- PAGE
Begin

Sink data from RisingWave to Delta Lake

Prerequisites

Ensure you already have a Delta Lake table that you can sink data to. For additional guidance on creating a table and setting up Delta Lake, refer to this quickstart guide.
Ensure you have an upstream materialized view or source that you can sink data from.

Spark compatibility

Version 2.4 of Delta Lake is compatible with version 3.4 of Spark. Versions 2.3, 2.2, and 2.1 of Delta Lake are compatible with version 3.3 of Spark.

Syntax

CREATE SINK [ IF NOT EXISTS ] sink_name
[FROM sink_from | AS select_query]
WITH (
   connector='deltalake',
   connector_parameter = 'value', ...
);

Parameters

Parameter Names	Description
type	Required. Currently, only append-only is supported.
location	Required. The file path that the Delta Lake table is reading data from, as specified when creating the Delta Lake table. For AWS, start with `s3://` or `s3a://`;For GCS, start with `gs://`; For local files, start with `file://`.
s3.endpoint	Required. Endpoint of the S3. For MinIO object store backend, it should be `http://${MINIO_HOST}:${MINIO_PORT}`. For AWS S3, refer to S3.
s3.access.key	Required. Access key of the S3 compatible object store.
s3.secret.key	Required. Secret key of the S3 compatible object store.
gcs.service.account	Required for GCS. Specifies the service account JSON file as a string.
commit_checkpoint_interval	Optional. Commit every N checkpoints (N > 0). Default value is 10. The behavior of this field also depends on the `sink_decouple` setting: If `sink_decouple` is true (the default), the default value of `commit_checkpoint_interval` is 10. If `sink_decouple` is set to false, the default value of `commit_checkpoint_interval` is 1. If `sink_decouple` is set to false and `commit_checkpoint_interval` is set to larger than 1, an error will occur.

In RisingWave Cloud, AWS credentials (s3.access.key, s3.secret.key) are required and cannot be omitted. In self-hosted deployments, you may omit them to rely on the AWS SDK default credential chain (for example, EC2 instance profile or environment variables).

End

- DATASET
Begin

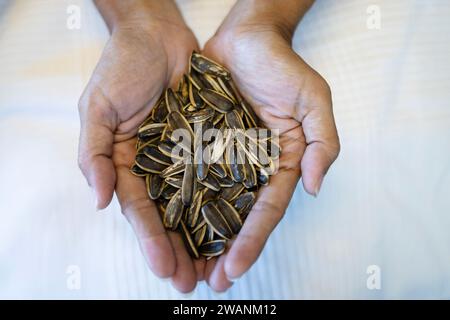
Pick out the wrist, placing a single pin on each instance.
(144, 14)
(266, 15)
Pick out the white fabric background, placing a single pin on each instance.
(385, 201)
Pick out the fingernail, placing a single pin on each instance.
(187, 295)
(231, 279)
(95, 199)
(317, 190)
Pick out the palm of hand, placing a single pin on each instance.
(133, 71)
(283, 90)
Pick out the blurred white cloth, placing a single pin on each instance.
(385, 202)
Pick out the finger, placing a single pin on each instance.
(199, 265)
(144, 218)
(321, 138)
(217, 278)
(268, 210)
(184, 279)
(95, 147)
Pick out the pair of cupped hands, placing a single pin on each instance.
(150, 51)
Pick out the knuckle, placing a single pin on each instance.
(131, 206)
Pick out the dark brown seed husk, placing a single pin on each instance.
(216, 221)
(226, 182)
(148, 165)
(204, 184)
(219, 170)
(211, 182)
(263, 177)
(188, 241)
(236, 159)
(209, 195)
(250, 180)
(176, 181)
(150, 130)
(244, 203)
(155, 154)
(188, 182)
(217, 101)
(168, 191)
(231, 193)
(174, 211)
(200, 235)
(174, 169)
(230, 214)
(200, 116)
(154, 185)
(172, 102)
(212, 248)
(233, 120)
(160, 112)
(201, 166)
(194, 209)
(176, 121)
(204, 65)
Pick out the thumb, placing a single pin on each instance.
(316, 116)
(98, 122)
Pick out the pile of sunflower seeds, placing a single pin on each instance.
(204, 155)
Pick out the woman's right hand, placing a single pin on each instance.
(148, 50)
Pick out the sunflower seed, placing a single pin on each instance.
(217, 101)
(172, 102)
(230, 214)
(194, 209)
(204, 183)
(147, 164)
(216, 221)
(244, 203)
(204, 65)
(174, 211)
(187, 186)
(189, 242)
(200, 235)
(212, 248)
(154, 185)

End
Begin

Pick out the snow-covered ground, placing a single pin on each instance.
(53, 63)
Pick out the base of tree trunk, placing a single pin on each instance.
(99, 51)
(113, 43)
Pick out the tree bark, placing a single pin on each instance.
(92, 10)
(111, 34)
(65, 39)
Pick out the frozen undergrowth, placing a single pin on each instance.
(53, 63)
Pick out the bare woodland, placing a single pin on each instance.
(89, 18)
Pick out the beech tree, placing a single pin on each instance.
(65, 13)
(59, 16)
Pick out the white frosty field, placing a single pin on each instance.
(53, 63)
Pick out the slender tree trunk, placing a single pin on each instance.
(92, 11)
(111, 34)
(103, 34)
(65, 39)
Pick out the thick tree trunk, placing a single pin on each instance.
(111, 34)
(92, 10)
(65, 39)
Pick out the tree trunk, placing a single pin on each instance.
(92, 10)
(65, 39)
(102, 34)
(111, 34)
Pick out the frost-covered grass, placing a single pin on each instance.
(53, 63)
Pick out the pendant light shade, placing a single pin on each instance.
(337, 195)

End

- WHAT IS ASKED
A. Reproduce the passage of the Delta Lake sink page that begins at the words "Ensure you already" and stops after "connector_parameter = 'value', ...".
B. Please pick out every line of the listing that contains the string "white", where case counts.
The Delta Lake sink page and the listing come from separate sources.

- TASK-BY-TASK ANSWERS
A.
Ensure you already have a Delta Lake table that you can sink data to. For additional guidance on creating a table and setting up Delta Lake, refer to this quickstart guide.
Ensure you have an upstream materialized view or source that you can sink data from.

Spark compatibility

Version 2.4 of Delta Lake is compatible with version 3.4 of Spark. Versions 2.3, 2.2, and 2.1 of Delta Lake are compatible with version 3.3 of Spark.

Syntax

CREATE SINK [ IF NOT EXISTS ] sink_name
[FROM sink_from | AS select_query]
WITH (
   connector='deltalake',
   connector_parameter = 'value', ...

B.
Pick out the white fabric background, placing a single pin on each instance.
Pick out the blurred white cloth, placing a single pin on each instance.
Pick out the white frosty field, placing a single pin on each instance.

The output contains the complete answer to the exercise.